(Location identification entries)
★ ★ ★ ★ ★
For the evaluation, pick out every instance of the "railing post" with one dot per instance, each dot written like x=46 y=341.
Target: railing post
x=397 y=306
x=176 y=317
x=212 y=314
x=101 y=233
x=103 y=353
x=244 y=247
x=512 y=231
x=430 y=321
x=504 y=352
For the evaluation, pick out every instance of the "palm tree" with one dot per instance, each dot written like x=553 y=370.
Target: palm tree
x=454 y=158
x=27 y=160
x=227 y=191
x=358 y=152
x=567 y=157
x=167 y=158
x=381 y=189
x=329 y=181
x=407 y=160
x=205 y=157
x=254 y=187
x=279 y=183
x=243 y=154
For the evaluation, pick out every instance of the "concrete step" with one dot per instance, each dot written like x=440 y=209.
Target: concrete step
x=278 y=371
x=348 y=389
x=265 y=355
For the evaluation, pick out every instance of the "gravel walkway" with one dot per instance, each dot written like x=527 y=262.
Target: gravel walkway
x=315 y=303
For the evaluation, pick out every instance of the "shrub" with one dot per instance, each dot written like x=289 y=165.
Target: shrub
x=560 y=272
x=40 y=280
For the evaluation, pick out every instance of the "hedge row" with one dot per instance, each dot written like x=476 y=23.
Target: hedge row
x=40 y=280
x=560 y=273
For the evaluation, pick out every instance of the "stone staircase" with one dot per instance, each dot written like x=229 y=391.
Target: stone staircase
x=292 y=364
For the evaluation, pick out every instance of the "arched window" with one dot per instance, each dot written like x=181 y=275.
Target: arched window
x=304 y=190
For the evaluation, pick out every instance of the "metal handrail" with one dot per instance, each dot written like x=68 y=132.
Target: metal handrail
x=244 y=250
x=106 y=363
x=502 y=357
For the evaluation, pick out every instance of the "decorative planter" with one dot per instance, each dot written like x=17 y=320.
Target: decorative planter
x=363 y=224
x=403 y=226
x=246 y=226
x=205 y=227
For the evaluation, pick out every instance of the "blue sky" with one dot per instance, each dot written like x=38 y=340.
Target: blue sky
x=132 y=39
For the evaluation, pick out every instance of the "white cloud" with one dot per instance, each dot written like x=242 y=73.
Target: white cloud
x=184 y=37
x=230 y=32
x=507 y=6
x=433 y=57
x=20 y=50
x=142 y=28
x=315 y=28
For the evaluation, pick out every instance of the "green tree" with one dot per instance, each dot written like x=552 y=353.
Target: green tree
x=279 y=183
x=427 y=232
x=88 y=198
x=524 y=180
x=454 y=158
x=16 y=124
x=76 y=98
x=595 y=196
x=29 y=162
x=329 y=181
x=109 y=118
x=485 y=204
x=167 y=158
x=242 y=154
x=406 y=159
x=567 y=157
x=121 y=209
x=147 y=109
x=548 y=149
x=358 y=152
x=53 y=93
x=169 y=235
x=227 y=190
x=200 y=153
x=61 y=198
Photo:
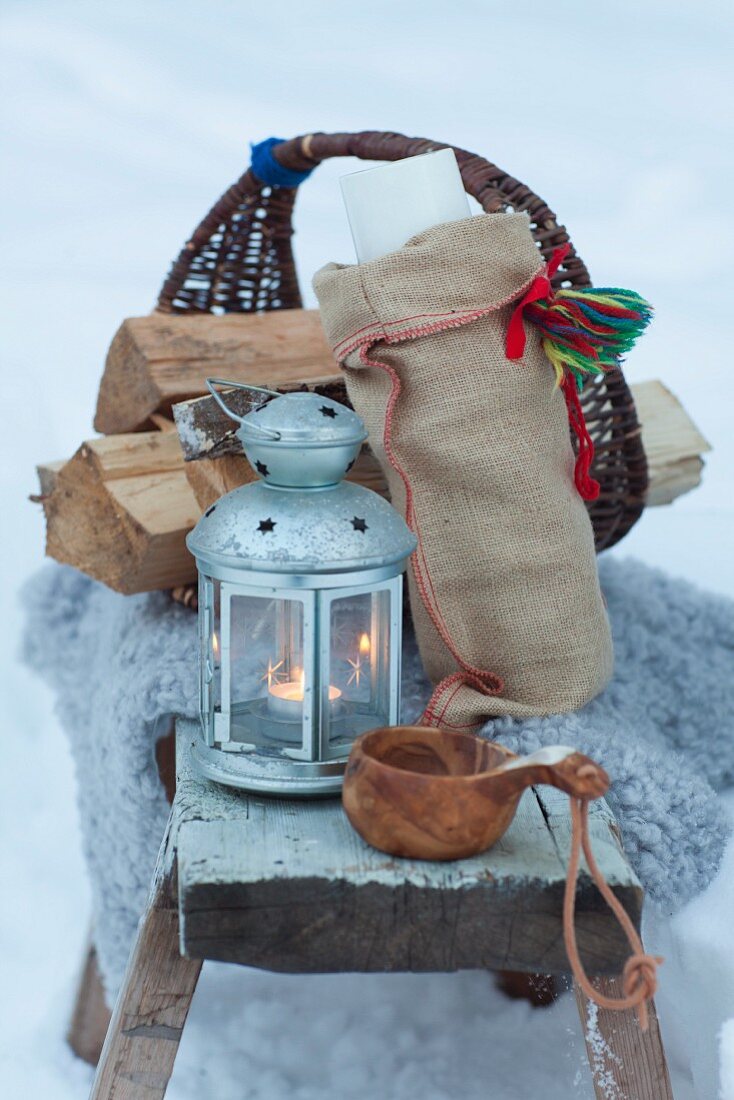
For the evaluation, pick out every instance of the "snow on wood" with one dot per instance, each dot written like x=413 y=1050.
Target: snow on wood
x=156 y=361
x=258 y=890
★ ★ ★ ★ ★
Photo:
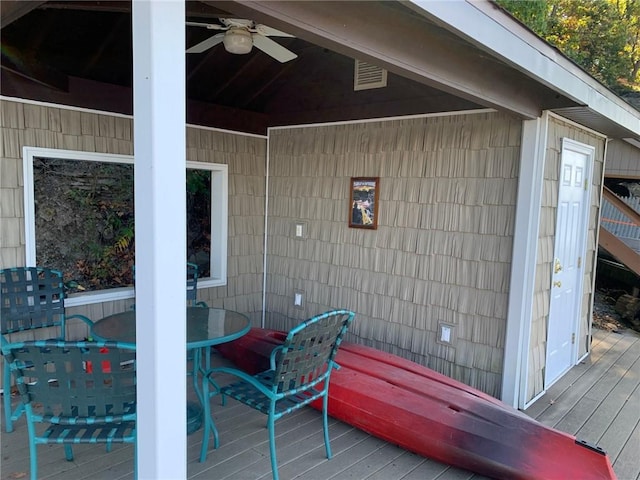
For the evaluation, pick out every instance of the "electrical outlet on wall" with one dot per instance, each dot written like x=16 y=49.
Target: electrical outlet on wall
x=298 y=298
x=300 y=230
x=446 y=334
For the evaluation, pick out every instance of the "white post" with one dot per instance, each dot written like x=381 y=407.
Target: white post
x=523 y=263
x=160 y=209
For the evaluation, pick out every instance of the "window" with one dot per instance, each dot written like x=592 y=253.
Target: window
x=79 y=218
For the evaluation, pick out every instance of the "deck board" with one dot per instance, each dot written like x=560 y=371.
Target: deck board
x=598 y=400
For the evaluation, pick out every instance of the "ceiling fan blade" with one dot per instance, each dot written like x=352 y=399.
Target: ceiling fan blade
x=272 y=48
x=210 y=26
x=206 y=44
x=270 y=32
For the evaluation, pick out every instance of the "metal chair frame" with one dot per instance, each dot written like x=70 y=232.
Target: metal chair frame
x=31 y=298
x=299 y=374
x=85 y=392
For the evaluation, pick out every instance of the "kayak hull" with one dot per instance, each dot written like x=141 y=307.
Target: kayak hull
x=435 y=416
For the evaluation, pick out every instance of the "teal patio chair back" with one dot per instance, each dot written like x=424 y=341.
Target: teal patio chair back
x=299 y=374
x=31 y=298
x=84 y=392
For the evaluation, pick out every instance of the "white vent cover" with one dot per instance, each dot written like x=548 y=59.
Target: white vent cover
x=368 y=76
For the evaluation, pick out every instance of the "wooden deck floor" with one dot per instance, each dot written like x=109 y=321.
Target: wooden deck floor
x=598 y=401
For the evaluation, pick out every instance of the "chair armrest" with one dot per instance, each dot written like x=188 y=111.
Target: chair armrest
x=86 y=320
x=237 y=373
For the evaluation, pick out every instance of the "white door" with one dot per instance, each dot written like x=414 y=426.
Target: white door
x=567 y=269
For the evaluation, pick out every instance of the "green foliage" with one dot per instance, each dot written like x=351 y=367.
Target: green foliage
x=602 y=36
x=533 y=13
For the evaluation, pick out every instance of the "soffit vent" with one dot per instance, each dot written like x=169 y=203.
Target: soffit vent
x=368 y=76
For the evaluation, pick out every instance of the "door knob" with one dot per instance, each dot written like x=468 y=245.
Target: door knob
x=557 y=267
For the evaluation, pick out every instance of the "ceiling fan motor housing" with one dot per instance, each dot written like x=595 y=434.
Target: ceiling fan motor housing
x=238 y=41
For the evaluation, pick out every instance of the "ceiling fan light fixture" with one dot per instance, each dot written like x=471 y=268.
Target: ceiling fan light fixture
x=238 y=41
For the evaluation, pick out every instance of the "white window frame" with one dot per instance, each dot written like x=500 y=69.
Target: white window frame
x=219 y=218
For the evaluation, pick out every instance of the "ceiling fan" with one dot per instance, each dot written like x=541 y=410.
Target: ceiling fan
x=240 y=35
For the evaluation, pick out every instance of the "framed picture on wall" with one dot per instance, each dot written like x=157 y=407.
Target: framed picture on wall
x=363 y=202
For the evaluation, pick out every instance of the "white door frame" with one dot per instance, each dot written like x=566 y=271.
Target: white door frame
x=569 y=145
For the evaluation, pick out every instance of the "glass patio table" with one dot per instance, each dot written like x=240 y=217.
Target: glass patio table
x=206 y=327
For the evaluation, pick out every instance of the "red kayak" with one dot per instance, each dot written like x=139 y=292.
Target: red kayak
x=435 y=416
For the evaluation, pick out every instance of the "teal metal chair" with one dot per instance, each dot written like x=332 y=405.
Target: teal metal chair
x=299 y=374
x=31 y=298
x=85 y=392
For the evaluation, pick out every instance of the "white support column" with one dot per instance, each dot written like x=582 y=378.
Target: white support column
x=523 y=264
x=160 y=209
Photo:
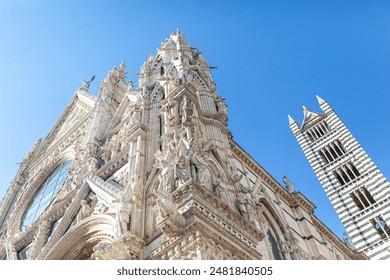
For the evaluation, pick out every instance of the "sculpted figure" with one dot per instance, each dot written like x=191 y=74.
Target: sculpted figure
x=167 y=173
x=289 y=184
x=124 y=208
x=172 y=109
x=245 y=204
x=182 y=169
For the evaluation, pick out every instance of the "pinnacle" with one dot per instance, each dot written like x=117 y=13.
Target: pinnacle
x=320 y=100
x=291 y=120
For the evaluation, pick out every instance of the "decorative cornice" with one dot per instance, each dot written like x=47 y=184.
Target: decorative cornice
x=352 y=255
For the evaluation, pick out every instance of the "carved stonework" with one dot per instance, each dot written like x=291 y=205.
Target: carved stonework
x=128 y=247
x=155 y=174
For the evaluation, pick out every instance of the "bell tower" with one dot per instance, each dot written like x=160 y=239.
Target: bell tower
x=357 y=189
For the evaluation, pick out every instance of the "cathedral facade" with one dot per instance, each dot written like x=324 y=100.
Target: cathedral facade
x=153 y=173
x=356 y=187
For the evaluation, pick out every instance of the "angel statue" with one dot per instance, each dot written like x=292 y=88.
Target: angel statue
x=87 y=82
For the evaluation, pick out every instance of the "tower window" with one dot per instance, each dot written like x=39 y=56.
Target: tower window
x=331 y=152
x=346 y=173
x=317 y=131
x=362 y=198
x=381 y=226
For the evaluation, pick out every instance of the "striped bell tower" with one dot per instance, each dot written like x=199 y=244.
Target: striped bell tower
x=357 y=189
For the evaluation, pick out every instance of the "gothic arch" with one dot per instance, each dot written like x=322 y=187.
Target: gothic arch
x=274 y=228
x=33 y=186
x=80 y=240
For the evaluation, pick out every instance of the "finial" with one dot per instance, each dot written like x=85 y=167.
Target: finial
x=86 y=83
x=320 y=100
★ ★ ★ ★ ★
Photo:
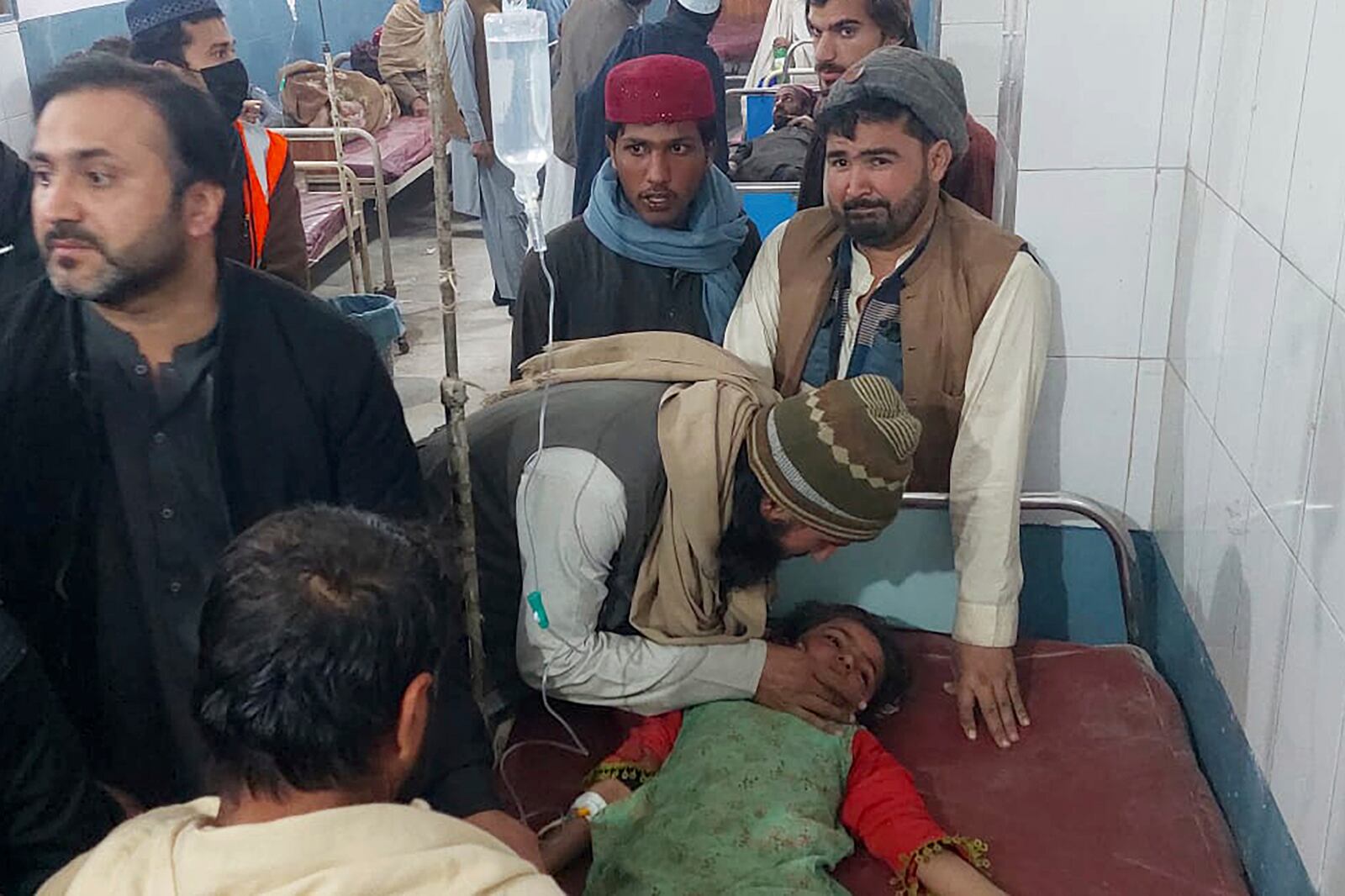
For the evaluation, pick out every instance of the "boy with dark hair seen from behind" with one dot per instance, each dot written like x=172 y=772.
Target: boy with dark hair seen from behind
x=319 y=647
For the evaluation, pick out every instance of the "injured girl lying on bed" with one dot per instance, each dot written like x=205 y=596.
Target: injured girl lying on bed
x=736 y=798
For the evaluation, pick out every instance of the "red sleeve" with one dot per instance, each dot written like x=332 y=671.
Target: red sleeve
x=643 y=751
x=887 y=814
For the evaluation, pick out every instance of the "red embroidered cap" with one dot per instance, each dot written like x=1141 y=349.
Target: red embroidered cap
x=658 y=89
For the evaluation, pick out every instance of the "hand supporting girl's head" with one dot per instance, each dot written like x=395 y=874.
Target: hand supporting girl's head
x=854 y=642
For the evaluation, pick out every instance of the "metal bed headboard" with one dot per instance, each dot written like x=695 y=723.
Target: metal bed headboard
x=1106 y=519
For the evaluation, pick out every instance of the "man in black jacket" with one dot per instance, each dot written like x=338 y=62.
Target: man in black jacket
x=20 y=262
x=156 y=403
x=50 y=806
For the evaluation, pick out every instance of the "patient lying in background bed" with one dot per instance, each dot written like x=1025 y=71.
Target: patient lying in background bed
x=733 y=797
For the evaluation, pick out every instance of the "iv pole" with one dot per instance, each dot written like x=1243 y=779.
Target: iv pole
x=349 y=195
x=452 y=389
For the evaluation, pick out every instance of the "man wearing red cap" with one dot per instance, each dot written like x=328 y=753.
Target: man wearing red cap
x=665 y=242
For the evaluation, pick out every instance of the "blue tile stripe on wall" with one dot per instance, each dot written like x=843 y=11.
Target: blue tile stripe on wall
★ ★ ★ ★ ★
WRITTEN INSTRUCTION: Reproduce the items word for word from the line with "like x=46 y=341." to the line with "x=265 y=355", including both of those lines.

SOLVED EXERCISE:
For the evaluation, pick out every instance of the "railing post" with one dot per instance, each dot written like x=46 y=341.
Target: railing post
x=397 y=306
x=176 y=317
x=212 y=314
x=101 y=233
x=103 y=353
x=244 y=247
x=512 y=231
x=430 y=321
x=504 y=352
For the evaluation, pick out every instance of the "palm tree" with one dot per instance, each dot written like x=553 y=370.
Target: palm tree
x=454 y=158
x=27 y=160
x=227 y=191
x=358 y=152
x=567 y=157
x=167 y=158
x=381 y=189
x=329 y=181
x=407 y=160
x=205 y=157
x=254 y=187
x=279 y=183
x=243 y=154
For the evaluation, pick out every instance of the "concrete step" with one dot per instance, each dot written like x=440 y=209.
Target: concrete step
x=278 y=371
x=348 y=389
x=265 y=355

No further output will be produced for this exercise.